What Are the Numbers Telling Us?

I have been reading a very interesting report from the USDA’s Economic Research Service, “Farm Size and the Organization of U.S. Crop Farming” by James M. MacDonald, Penni Korb, and Robert A. Hoppe published in August 2013.  What do I think I’ve learned that is useful to beginning farmers (beyond our previous discussion of the factors of beginning farmer success?)

First, there is no doubt that farming consolidation is happening.  Farms are getting bigger.  But, farming is also getting smaller.  There are a number of small farms in the United States, with niche or specialty products.

But here’s what really caught my attention: the return on investment for fruits, vegetables, berries, and nuts.  It is staggering, especially compared with “traditional” crops of corn, hay, soybeans, and wheat.  As the report notes, vegetables and melons; fruits, nuts, and berries; and greenhouse/nursery crops accounted for nearly 37% of all cash receipts from crops in 2007 but less than 4 percent of harvested acreage.

What does that mean in Nebraska, a state where consolidation doubled?  A cynical view of the numbers could mean that the opportunities for entering farming as a profession have decreased.  Or, it could mean there are opportunities for beginning farmers with a little ingenuity, imagination, and a business plan.  What does the beginning farmer need to know?

  • In order to know, research, research, research.  This doesn’t necessarily mean hiding your nose in a book all day, but it does mean knowing the return on investment for commodities you are interested in selling.  It also means knowing whether you can even grow/produce those commodities with the land you have available.  For example, as great as it would be, I don’t think cranberries are going to be successfully grown in western Nebraska.  (I am welcome to be proven wrong, however!)  So, talk to producers who have similar operations.  Take farm tours.  Check out webinars.  Take a class.  Do a small experimental patch for the commodity you are thinking of growing.  Learn how to market your commodity.  In short, keeping learning, because even when you think you know it all, there is something else to learn.

**Set task 1**:
Reproduce the object position labeling entries line for line, leaving out the pictures.
The farm-size article has no connection to the entries.

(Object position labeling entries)
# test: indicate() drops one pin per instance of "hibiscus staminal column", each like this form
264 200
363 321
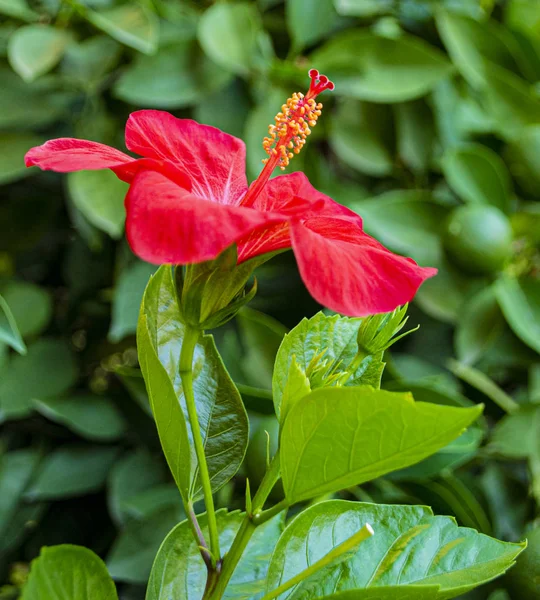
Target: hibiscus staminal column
288 135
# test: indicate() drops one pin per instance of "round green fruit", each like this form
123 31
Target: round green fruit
478 238
256 453
523 579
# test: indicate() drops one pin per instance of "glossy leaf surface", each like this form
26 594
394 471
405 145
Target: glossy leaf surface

**Set task 2**:
Which crops does the farm-size article call "traditional"?

**Correct answer 1**:
# test: indicate() drops one pin per instance of "hibiscus staminal column", each like this form
264 200
363 321
Target: hibiscus staminal column
288 135
# test: indicate() drops one pin per instance of "round green fruit", each like this form
123 31
Target: round green fruit
478 238
256 453
523 579
# test: indicate() drops one pin per instance of "glossy leaf surface", each like this form
26 594
394 471
405 145
Target: glossy leaf surface

**Correct answer 2**:
Corn, hay, soybeans, and wheat.